What needs to be done:
Extend the account of the polio survivor who became an Olympic athlete, beginning after its final sentence about her start in track.

Wednesday, August 20, 2008


What is your excuse?

Born the twentieth of twenty-two children, in a small, rural Tennessee town in 1940, she contracted polio as a four year old and was told she may never walk again. She lost the use of her left leg and was in such a weakened state she was shackled with leg braces. Living in a house with no money for special medical treatments, her TEAM of siblings took over. Thus, her legs were massaged a number of times each day, helping her to regain strength. Her confidence may have flagged at times in her childhood when it seemed she might spend a lifetime in leg braces or even a wheelchair. Through the efforts of her devoted family—and her own steely determination to strengthen herself—she rose from disability to Olympic glory in a few short years.

After five years of leg massage treatment, she one day stunned her doctors when she removed her leg braces and walked by herself. Soon she was challenging her brothers to races in the back yard.

Her love of basketball led her to try out for the ninth grade team where her coach cut her and told her not to bother with the sport. As a tenth grader she was added to the roster simply because the basketball coach wanted her older sister on the team and her father told the coach that the older sister could play if he allowed the younger girl to be a part of the team. The girl with the leg braces that was cut as a ninth grader went on to score 803 points that year which is still a Tennessee record for sophomores.

As a fourteen year old she started running track after the track coach saw her on the basketball court and encouraged her to run.

Dataset excerpts:
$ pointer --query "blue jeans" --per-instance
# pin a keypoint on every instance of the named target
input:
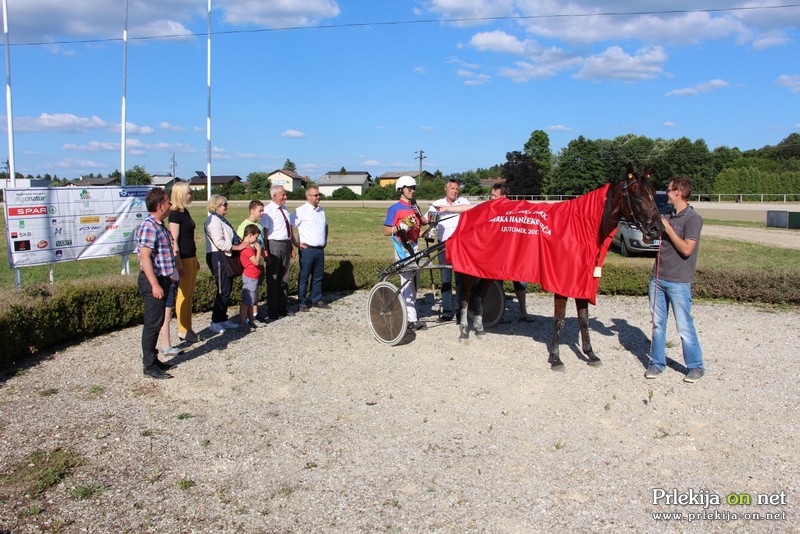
(664, 294)
(312, 265)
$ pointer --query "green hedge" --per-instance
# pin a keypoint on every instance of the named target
(33, 319)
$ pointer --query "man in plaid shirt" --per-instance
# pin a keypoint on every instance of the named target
(157, 261)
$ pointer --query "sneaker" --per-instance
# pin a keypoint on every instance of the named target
(217, 328)
(652, 372)
(230, 324)
(693, 375)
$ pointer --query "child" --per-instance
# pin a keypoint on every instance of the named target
(250, 258)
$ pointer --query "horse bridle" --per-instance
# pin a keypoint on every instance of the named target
(634, 224)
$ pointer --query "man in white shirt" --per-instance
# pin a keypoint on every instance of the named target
(312, 230)
(445, 226)
(281, 241)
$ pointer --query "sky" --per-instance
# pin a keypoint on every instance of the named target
(369, 85)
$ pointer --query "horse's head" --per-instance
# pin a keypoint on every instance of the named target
(633, 198)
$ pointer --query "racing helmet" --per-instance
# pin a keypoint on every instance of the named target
(405, 181)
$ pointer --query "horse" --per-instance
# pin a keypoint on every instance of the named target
(631, 197)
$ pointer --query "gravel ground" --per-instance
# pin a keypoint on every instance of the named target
(309, 425)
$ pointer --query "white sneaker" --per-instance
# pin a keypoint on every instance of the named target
(217, 328)
(230, 324)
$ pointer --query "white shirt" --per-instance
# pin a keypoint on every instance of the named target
(274, 223)
(447, 221)
(310, 223)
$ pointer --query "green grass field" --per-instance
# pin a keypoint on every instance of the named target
(357, 233)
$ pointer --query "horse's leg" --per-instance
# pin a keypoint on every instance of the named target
(466, 290)
(559, 312)
(583, 320)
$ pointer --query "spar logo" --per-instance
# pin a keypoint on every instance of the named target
(23, 211)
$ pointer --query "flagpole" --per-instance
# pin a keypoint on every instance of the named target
(208, 114)
(9, 108)
(124, 95)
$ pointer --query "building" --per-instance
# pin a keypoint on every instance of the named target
(201, 181)
(357, 182)
(389, 178)
(290, 180)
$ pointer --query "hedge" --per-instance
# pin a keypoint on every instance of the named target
(34, 319)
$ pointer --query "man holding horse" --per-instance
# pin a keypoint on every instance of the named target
(671, 283)
(403, 222)
(445, 226)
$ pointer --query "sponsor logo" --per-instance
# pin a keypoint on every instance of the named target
(27, 210)
(28, 198)
(133, 193)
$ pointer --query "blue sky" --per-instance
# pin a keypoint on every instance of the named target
(366, 84)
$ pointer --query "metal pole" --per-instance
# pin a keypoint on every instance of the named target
(208, 114)
(124, 262)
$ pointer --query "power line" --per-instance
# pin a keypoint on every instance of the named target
(414, 22)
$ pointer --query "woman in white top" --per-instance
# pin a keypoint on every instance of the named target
(220, 239)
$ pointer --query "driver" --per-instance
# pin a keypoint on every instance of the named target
(402, 224)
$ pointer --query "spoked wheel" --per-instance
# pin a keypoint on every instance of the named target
(494, 305)
(386, 313)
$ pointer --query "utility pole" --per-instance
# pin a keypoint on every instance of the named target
(420, 156)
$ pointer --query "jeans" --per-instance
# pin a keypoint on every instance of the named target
(312, 264)
(662, 295)
(219, 314)
(153, 317)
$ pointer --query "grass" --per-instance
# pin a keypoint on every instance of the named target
(39, 471)
(357, 232)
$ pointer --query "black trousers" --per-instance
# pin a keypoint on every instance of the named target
(280, 254)
(153, 317)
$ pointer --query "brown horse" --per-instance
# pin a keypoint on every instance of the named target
(631, 198)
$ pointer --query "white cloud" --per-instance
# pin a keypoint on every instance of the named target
(278, 14)
(58, 122)
(792, 81)
(164, 125)
(293, 134)
(700, 88)
(616, 64)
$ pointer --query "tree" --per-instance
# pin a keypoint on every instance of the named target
(538, 149)
(258, 184)
(521, 174)
(137, 176)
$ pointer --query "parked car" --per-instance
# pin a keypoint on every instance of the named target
(630, 240)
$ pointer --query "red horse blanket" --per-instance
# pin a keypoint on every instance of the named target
(555, 245)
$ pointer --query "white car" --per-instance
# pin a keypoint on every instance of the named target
(630, 240)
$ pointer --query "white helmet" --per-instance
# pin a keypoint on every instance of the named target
(405, 181)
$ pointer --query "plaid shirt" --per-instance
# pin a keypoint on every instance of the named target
(153, 235)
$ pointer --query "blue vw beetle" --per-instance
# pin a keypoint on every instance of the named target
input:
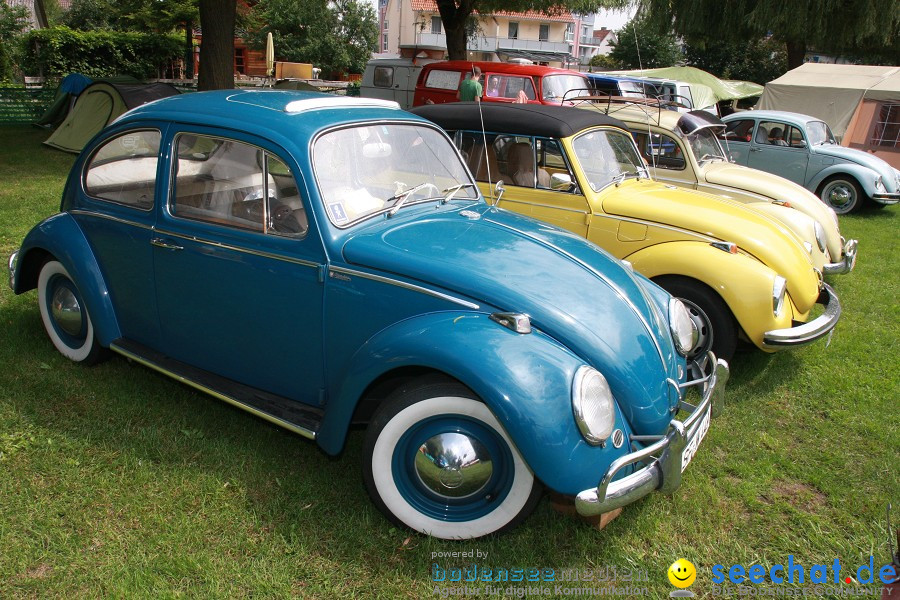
(803, 149)
(318, 261)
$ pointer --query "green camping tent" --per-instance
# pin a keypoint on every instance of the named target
(98, 105)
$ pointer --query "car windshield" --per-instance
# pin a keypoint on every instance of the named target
(705, 145)
(608, 156)
(819, 133)
(371, 169)
(555, 87)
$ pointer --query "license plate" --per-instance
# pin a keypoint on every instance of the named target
(688, 453)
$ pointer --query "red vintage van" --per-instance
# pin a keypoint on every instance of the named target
(501, 82)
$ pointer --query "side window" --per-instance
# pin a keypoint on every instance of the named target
(550, 161)
(775, 133)
(443, 80)
(659, 150)
(794, 138)
(123, 170)
(231, 183)
(507, 86)
(515, 156)
(738, 131)
(383, 76)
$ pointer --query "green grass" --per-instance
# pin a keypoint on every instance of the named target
(118, 482)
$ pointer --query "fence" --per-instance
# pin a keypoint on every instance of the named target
(18, 105)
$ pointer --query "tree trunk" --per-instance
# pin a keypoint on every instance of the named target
(188, 50)
(454, 19)
(217, 45)
(796, 53)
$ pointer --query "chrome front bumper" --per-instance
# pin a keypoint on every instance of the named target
(847, 262)
(665, 456)
(806, 333)
(11, 264)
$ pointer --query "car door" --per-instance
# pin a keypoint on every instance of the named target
(238, 265)
(120, 198)
(526, 166)
(771, 151)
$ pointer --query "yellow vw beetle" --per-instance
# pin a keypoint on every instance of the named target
(741, 273)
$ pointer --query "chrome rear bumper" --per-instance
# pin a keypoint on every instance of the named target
(665, 458)
(806, 333)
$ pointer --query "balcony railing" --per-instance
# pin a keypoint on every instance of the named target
(491, 44)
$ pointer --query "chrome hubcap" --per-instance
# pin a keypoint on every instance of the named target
(66, 310)
(453, 465)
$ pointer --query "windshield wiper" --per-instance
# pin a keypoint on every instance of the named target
(400, 197)
(618, 179)
(451, 191)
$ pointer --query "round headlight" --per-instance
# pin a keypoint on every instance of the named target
(684, 330)
(593, 405)
(820, 236)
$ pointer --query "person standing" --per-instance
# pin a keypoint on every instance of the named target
(470, 89)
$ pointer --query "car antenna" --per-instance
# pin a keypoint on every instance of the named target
(487, 162)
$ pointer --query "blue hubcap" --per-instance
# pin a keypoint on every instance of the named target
(453, 468)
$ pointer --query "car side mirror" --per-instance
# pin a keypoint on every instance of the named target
(561, 182)
(499, 189)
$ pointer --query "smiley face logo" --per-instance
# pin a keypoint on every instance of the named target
(682, 573)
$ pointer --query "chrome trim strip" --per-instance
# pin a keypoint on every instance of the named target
(281, 257)
(219, 396)
(11, 265)
(664, 472)
(808, 332)
(403, 284)
(699, 236)
(91, 213)
(847, 262)
(575, 210)
(621, 293)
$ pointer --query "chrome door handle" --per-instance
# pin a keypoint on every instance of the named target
(161, 243)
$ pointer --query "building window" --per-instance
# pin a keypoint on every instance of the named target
(887, 126)
(544, 33)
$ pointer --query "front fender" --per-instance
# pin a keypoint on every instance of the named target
(864, 175)
(62, 238)
(525, 379)
(744, 283)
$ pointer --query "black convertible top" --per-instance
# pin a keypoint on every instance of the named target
(525, 119)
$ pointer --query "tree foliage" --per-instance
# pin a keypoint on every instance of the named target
(759, 60)
(13, 20)
(639, 45)
(337, 36)
(833, 26)
(57, 51)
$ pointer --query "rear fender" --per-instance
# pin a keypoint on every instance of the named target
(59, 237)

Result of this exercise:
You see, WILMA RUDOLPH, the girl with the leg braces had never heard of the Olympics as a fourteen year old and two short years later she was toeing the line of the 100 meter dash in Australia where she won a bronze medal.

Four short years later the poor girl from Tennessee that stunned her doctors by removing those leg shackles shocked the world in Rome, Italy.

At the 1960 Olympics, Rudolph won all three of her gold medals in very dramatic fashion. In both the 100-meter dash and the 200-meter dash, she finished at least three yards in front of her closest competitor. She tied the world record in the 100-meter and set a new Olympic record in the 200. Rudolph also brought her 400-meter relay team from behind to win the gold. The French called her "La Gazelle." Without question, Rudolph's achievements at the 1960 Olympic Games remain a stand-out performance in the history of Olympic competition.

Are you hurting today? There is nothing you can’t overcome without a singleness of mind and purpose. And I ask again, “What is your excuse?”